Available data:

########################################

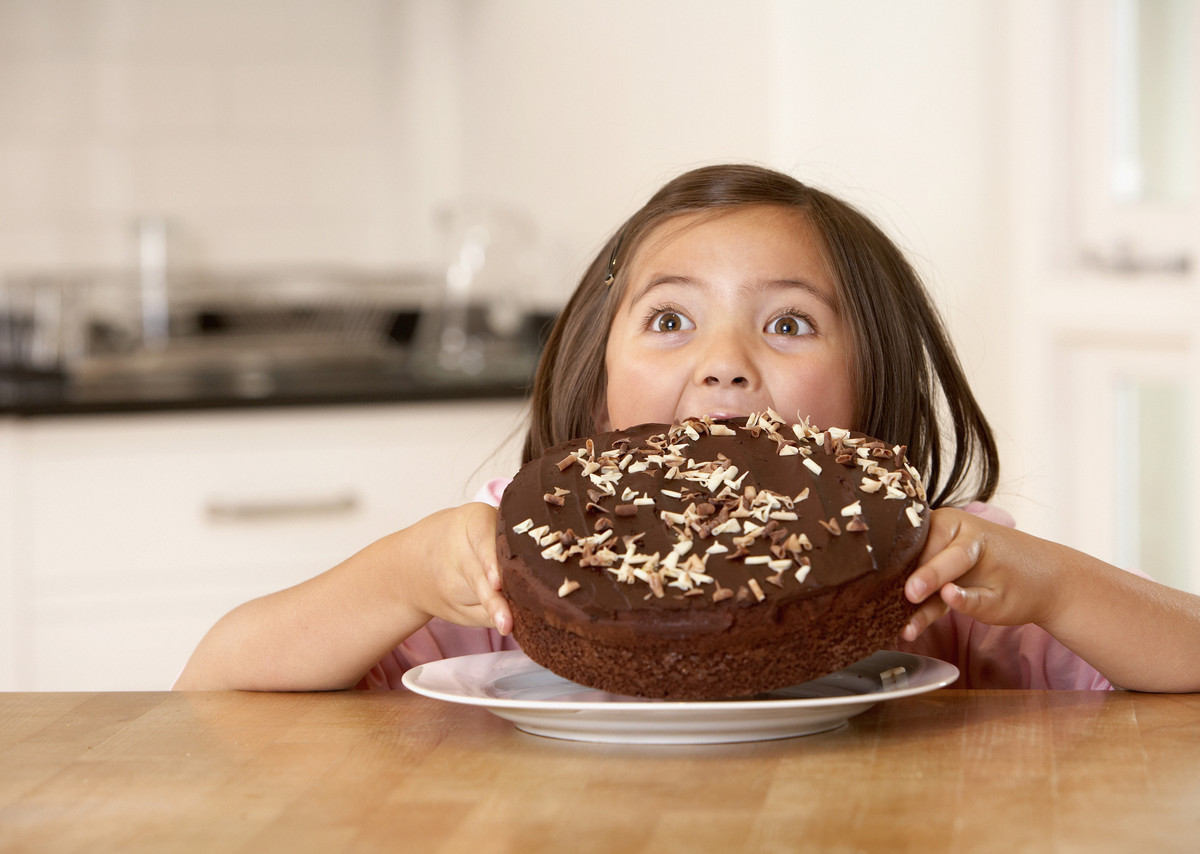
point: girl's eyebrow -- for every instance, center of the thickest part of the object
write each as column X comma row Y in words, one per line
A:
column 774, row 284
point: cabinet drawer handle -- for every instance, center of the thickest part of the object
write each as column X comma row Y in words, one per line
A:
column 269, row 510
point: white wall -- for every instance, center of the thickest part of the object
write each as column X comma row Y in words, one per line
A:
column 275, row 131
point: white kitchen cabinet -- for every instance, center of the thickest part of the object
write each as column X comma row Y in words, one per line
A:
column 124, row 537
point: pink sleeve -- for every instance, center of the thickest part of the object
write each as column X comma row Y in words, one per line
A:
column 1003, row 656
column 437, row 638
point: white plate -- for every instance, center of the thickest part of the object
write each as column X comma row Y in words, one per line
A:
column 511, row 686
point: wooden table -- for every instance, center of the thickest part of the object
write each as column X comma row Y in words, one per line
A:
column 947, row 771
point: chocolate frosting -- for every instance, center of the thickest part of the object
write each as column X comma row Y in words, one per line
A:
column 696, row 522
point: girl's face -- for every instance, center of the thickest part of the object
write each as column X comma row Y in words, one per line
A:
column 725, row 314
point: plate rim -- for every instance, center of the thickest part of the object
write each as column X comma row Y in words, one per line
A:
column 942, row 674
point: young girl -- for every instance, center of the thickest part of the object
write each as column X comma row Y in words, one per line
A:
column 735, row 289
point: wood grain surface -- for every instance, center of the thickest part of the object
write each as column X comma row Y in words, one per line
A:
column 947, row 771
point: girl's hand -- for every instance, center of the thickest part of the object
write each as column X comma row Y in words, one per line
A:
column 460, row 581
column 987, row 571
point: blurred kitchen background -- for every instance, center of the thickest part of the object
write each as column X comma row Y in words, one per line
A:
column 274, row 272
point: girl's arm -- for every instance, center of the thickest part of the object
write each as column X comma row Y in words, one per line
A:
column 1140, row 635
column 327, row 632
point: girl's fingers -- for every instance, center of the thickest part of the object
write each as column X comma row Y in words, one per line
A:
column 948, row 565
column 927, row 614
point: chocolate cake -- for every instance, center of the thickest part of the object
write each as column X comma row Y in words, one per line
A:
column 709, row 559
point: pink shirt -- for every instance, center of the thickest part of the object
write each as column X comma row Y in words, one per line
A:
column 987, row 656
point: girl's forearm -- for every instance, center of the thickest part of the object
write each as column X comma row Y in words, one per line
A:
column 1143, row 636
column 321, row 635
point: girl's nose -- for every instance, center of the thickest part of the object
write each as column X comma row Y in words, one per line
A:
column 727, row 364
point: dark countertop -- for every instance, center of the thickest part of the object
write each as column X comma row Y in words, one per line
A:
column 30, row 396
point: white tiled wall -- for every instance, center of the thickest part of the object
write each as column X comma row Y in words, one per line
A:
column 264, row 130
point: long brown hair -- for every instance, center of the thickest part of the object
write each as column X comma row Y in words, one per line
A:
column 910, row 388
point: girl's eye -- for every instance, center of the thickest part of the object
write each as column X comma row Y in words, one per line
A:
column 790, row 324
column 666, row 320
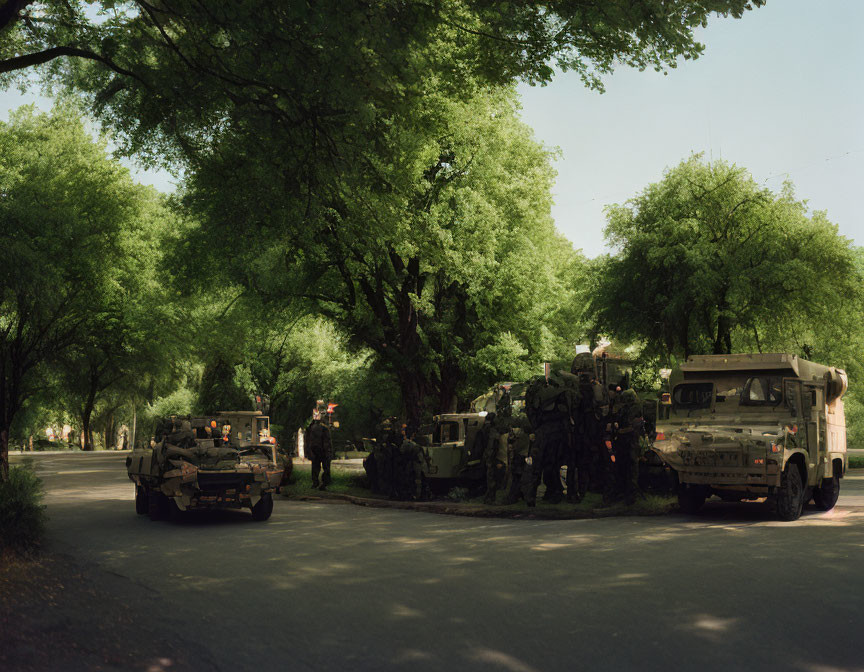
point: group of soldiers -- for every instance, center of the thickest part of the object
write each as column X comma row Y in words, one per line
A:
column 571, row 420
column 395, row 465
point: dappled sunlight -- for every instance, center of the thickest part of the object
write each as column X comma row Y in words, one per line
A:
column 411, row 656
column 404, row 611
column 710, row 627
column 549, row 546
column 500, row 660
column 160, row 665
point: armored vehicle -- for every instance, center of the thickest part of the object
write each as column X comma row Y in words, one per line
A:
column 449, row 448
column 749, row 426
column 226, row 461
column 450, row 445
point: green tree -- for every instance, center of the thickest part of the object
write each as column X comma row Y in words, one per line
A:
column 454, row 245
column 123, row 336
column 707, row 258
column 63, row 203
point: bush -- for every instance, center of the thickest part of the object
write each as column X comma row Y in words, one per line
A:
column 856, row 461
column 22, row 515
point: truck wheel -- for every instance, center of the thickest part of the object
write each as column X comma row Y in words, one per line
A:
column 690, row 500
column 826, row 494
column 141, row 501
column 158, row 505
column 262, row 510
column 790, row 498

########################################

Exercise brief:
Every line from the first line of the entries above through the line with "point: white wall" must be repeated exactly, and pictures must not be.

Answer for this exercise:
point: girl's eyebrow -- for every instance, center of the thickest part of the object
write each as column X comma row Y in words, one per line
A:
column 774, row 284
point: cabinet drawer handle -- for every instance, center of the thickest part of the object
write each as column X comma row Y in words, one per line
A:
column 269, row 510
point: white wall -- for every instance, center of the thickest part of the object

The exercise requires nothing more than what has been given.